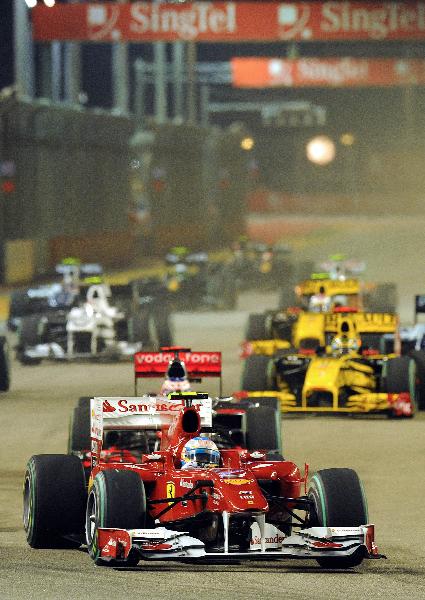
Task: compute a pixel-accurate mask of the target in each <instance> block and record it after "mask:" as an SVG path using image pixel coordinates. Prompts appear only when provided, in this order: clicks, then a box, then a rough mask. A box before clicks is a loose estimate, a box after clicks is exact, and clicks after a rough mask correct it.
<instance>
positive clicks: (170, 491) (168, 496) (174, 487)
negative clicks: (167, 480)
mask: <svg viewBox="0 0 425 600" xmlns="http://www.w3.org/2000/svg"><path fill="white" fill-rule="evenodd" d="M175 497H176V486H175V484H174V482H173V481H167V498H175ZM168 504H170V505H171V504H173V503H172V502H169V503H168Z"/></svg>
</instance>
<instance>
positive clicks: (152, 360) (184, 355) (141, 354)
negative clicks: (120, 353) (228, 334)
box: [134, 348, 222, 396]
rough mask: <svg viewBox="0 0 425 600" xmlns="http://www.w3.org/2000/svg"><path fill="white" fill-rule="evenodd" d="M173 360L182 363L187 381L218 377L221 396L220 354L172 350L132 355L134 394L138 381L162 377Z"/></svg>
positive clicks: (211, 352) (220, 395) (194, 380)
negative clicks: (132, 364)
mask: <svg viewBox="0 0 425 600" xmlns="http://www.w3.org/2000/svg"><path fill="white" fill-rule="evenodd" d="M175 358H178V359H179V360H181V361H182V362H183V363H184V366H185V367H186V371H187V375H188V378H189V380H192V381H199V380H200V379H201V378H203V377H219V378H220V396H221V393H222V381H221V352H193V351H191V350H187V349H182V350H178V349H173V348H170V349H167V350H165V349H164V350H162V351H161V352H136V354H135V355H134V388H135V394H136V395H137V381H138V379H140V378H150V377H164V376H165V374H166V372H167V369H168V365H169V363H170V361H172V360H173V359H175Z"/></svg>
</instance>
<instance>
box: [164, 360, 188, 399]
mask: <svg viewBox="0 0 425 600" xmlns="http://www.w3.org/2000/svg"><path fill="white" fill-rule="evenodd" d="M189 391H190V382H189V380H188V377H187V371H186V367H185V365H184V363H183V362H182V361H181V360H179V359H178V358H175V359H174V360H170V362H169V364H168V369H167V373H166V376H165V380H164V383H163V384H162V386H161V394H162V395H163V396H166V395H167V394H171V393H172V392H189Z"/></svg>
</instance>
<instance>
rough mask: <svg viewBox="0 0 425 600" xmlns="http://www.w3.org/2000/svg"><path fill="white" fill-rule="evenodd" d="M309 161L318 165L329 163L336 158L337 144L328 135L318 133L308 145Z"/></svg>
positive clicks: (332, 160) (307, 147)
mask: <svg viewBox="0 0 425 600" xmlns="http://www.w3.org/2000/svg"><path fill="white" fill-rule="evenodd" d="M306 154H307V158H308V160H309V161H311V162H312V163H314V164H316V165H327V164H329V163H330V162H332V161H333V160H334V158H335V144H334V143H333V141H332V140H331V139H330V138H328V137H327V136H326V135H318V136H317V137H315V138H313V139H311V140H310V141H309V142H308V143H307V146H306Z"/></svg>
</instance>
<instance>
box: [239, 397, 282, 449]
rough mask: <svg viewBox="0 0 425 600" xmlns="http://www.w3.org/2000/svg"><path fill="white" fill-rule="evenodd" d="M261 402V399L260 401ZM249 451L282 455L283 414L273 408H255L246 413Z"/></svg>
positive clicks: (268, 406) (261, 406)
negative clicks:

::::::

§ **Exercise directions**
Output only a verbatim copy of the lines spanning from the line that contains "box: [239, 397, 282, 449]" to the end of the records above.

§ **Solution for this exercise**
box: [239, 397, 282, 449]
rough mask: <svg viewBox="0 0 425 600" xmlns="http://www.w3.org/2000/svg"><path fill="white" fill-rule="evenodd" d="M261 402V399L260 401ZM249 451L282 455L283 414L273 408H255L246 413Z"/></svg>
positive clicks: (268, 406) (261, 406)
negative clicks:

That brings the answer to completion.